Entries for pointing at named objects
>>>>>
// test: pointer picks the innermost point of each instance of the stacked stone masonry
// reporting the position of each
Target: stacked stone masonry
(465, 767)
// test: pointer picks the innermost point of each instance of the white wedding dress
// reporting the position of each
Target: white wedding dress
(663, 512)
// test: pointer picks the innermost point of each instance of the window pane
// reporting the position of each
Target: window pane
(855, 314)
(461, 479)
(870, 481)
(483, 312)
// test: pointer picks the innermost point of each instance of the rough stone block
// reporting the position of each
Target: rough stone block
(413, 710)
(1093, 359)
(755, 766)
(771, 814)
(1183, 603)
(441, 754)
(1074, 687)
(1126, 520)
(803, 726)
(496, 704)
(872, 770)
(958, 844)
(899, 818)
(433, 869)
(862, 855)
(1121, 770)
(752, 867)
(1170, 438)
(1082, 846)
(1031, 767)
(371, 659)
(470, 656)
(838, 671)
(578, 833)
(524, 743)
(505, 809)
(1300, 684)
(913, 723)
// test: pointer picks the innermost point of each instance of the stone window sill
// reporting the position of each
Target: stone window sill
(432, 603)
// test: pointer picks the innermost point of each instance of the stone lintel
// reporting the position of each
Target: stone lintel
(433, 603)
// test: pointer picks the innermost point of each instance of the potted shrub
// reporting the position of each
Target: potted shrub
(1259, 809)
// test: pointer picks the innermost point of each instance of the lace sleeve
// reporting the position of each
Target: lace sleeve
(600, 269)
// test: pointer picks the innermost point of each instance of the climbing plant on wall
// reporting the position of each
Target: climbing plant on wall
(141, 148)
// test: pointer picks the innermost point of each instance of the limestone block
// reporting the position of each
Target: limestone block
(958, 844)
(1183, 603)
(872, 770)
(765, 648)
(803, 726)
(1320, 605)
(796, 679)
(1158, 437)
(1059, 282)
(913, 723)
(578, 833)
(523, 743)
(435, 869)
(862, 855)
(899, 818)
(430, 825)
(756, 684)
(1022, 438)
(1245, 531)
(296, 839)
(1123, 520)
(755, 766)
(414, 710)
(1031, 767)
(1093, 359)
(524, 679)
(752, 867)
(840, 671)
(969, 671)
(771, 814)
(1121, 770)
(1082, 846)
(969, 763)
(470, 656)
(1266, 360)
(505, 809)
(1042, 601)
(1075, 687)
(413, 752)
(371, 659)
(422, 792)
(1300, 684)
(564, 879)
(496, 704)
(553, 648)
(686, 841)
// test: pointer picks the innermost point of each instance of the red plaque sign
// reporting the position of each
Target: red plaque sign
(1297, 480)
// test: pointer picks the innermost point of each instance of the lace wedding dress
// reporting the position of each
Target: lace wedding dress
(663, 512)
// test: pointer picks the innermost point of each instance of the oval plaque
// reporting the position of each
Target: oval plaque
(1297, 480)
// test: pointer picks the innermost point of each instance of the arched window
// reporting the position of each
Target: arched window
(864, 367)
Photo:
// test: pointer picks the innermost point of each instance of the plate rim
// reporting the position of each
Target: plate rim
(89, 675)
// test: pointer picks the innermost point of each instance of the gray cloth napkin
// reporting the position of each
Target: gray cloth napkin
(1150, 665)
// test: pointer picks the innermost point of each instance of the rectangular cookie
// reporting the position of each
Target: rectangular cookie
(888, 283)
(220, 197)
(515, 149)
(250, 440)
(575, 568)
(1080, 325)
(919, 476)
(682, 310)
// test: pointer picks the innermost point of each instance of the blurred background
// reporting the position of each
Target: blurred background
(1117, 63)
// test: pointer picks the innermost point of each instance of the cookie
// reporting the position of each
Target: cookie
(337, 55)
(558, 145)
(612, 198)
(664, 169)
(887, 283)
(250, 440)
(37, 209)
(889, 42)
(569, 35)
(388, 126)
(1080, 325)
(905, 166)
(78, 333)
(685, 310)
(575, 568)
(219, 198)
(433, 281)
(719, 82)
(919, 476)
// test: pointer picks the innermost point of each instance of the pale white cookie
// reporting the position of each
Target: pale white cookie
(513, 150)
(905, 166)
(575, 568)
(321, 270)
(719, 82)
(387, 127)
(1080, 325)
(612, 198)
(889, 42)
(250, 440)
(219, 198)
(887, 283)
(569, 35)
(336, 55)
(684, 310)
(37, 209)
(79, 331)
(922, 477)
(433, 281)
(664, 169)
<<<<<
Goal: Convert every line of the entries above into a JSON list of strings, one string per line, omitting blank lines.

Full output:
[
  "// test: pointer picks the innermost point of each instance of the stacked stone masonry",
  "// reporting the position of each",
  "Target: stacked stone masonry",
  "(465, 767)",
  "// test: pointer picks the innermost point of each instance of the white wedding dress",
  "// reporting the position of each",
  "Target: white wedding dress",
  "(663, 512)",
  "// test: pointer picks the innermost point of each instance of the window pane",
  "// reporting the position of each",
  "Target: window pane",
  "(855, 314)",
  "(461, 479)",
  "(870, 481)",
  "(483, 312)",
  "// test: pointer picks the innermost point of each instance of the rough stone block",
  "// reporting the position of each",
  "Target: rough stone block",
  "(413, 710)",
  "(1093, 359)",
  "(755, 766)",
  "(771, 814)",
  "(1183, 603)",
  "(441, 754)",
  "(1074, 687)",
  "(1126, 520)",
  "(803, 726)",
  "(496, 704)",
  "(872, 770)",
  "(958, 844)",
  "(899, 818)",
  "(433, 869)",
  "(862, 855)",
  "(1121, 770)",
  "(752, 867)",
  "(1170, 438)",
  "(1082, 846)",
  "(1031, 767)",
  "(371, 659)",
  "(470, 656)",
  "(838, 671)",
  "(578, 833)",
  "(524, 743)",
  "(505, 809)",
  "(1300, 684)",
  "(913, 723)",
  "// test: pointer picks the innermost point of each instance of the stone window sill",
  "// reporting the position of each",
  "Target: stone window sill",
  "(432, 603)",
  "// test: pointer picks the innermost point of each instance of the stone lintel",
  "// reporting the position of each",
  "Target: stone lintel",
  "(433, 603)",
  "// test: pointer picks the innermost point of each instance of the potted shrub",
  "// reporting the position of each",
  "Target: potted shrub",
  "(1259, 809)",
  "// test: pointer picks the innermost point of each instance of the lace sleeve",
  "// reporting the position of each",
  "Target: lace sleeve",
  "(600, 269)",
  "// test: pointer picks the innermost point of each instance of the climbing plant on wall",
  "// reporting the position of each",
  "Target: climbing plant on wall",
  "(141, 148)",
  "// test: pointer picks the innermost point of each instance of the limestone block",
  "// reporting the position of each",
  "Target: limestone block",
  "(958, 844)",
  "(1183, 603)",
  "(872, 770)",
  "(765, 648)",
  "(803, 726)",
  "(1320, 605)",
  "(796, 679)",
  "(1158, 437)",
  "(1059, 282)",
  "(913, 723)",
  "(578, 833)",
  "(523, 743)",
  "(435, 869)",
  "(862, 855)",
  "(899, 818)",
  "(430, 825)",
  "(756, 684)",
  "(1022, 438)",
  "(1245, 531)",
  "(296, 839)",
  "(1123, 520)",
  "(755, 766)",
  "(414, 710)",
  "(1031, 767)",
  "(1093, 359)",
  "(524, 679)",
  "(752, 867)",
  "(840, 671)",
  "(969, 671)",
  "(771, 814)",
  "(1121, 770)",
  "(1082, 846)",
  "(969, 763)",
  "(470, 656)",
  "(1266, 360)",
  "(505, 809)",
  "(1042, 601)",
  "(1075, 687)",
  "(413, 752)",
  "(371, 659)",
  "(422, 792)",
  "(1300, 684)",
  "(564, 879)",
  "(496, 704)",
  "(553, 648)",
  "(686, 841)",
  "// test: pointer picks the innermost point of each instance of the red plaque sign",
  "// reporting the position of each",
  "Target: red plaque sign",
  "(1297, 480)",
  "// test: pointer picks the innermost point of each instance of the lace wedding dress",
  "// reporting the position of each",
  "Target: lace wedding dress",
  "(663, 512)",
  "// test: pointer picks the innermost point of each instance of the oval plaque",
  "// reporting the position of each",
  "Target: oval plaque",
  "(1297, 480)",
  "// test: pointer picks the innermost point of each instance of the arched window",
  "// reporting the position of each",
  "Target: arched window",
  "(864, 367)",
  "Photo:",
  "// test: pointer picks the innermost point of each instance of the plate rim",
  "// reporting the position of each",
  "Target: plate rim",
  "(89, 675)",
  "// test: pointer picks the innermost point of each instance of the gray cloth napkin",
  "// reporting the position of each",
  "Target: gray cloth napkin",
  "(1150, 665)",
  "// test: pointer picks the innermost point of each instance of the rectangular cookie",
  "// reporting the position of each",
  "Target: rectangular cookie",
  "(888, 283)",
  "(220, 197)",
  "(515, 149)",
  "(250, 440)",
  "(575, 568)",
  "(1080, 325)",
  "(919, 476)",
  "(682, 310)",
  "// test: pointer picks the innermost point of each instance of the blurred background",
  "// reporting the position of each",
  "Target: blurred background",
  "(1117, 63)",
  "// test: pointer picks the innermost point of each instance of the cookie",
  "// reporting the position of each",
  "Target: cookie",
  "(337, 55)",
  "(558, 145)",
  "(612, 198)",
  "(664, 169)",
  "(887, 283)",
  "(250, 440)",
  "(37, 209)",
  "(889, 42)",
  "(569, 35)",
  "(388, 126)",
  "(1080, 325)",
  "(905, 166)",
  "(78, 333)",
  "(685, 310)",
  "(575, 568)",
  "(219, 198)",
  "(433, 281)",
  "(719, 82)",
  "(919, 476)",
  "// test: pointer picks the innermost point of each instance of the pale white cookie",
  "// reporting the position of each",
  "Target: pale white cookie",
  "(513, 150)",
  "(905, 166)",
  "(575, 568)",
  "(321, 270)",
  "(719, 82)",
  "(387, 127)",
  "(1080, 325)",
  "(612, 198)",
  "(889, 42)",
  "(250, 440)",
  "(219, 198)",
  "(887, 283)",
  "(569, 35)",
  "(336, 55)",
  "(684, 310)",
  "(37, 209)",
  "(79, 331)",
  "(922, 477)",
  "(433, 281)",
  "(664, 169)"
]